It turned out that he was one of my neighbors from across the way—the one with the curious cat in the window and the colorful prayer flags adorning the window. I’d often passed by his apartment window, but had never made eye contact or said hello. His father had joined him for the moon gazing, and it turns out that he lived just a block away. Peering through the telescope lens was spectacular—I could see the dark grooves of the moon’s face; the border where scarlet limned to garnet and then to carmine. The passage of light. Of time. Of orbits.
I drank from a flask of homebrewed whiskey and we chatted about why the moon had taken on its reddish hue, Norwegians in the Seattle area, and our Wallingford neighborhood. It was the first time I’d chatted with any of our neighbors for longer than a quick greeting in passing.
“Come look at the moon!” the pair beckoned to anyone who walked past. A young couple stopped. Another neighbor walking her dog stopped, too.

→ DATASET EXTRACT:

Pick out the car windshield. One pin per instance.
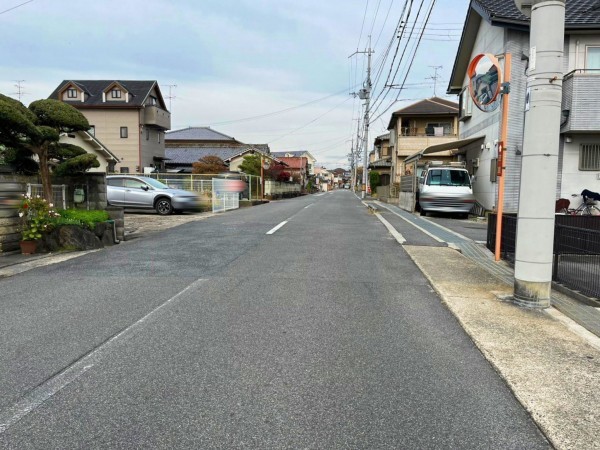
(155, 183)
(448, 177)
---
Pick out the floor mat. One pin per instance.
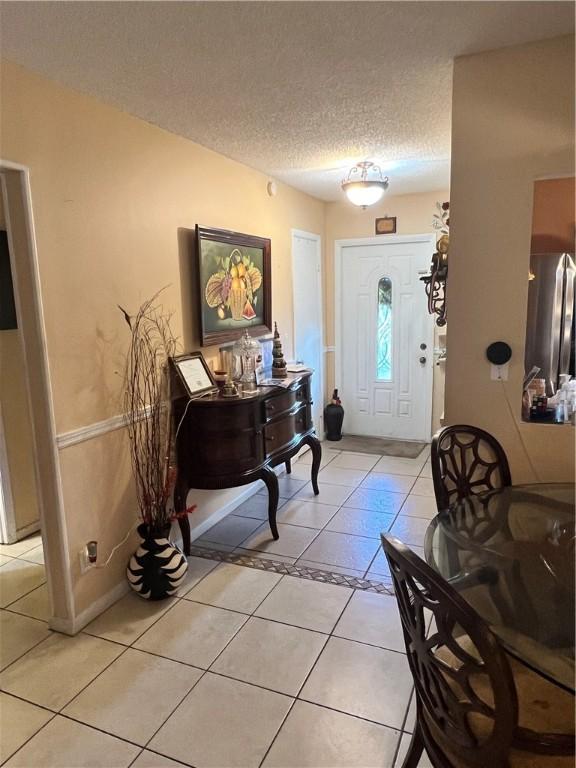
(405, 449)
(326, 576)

→ TASK STATEMENT: Write the next part of the passage about watching the moon with neighbors, picking up after its final sentence. The data here was drawn from a separate source and has no connection to the moon-gazing text.

→ ANSWER TO THIS PROBLEM:
When I went inside, the red disc, that unearthly blemish, had begun to slide away from the implacable, shining face of the moon. The night remained cold and crisp. Father and son had packed it in, resolving to meet each other at an Orangetheory spin class the next morning, early. We said farewell, but now when I pass by the neighbor’s window, I wave.
Only connect.
Sometimes we meet people because of a celestial event.
Sometimes we are neighbors.
Sometimes we are nothing but humans, in thrall to the heavens, to the earth, to the atoms of our cells and the flecks of dew in another’s eyelash.
Sometimes we are quiet.
We look up.
The border dissolves.
That’s all.
Look up.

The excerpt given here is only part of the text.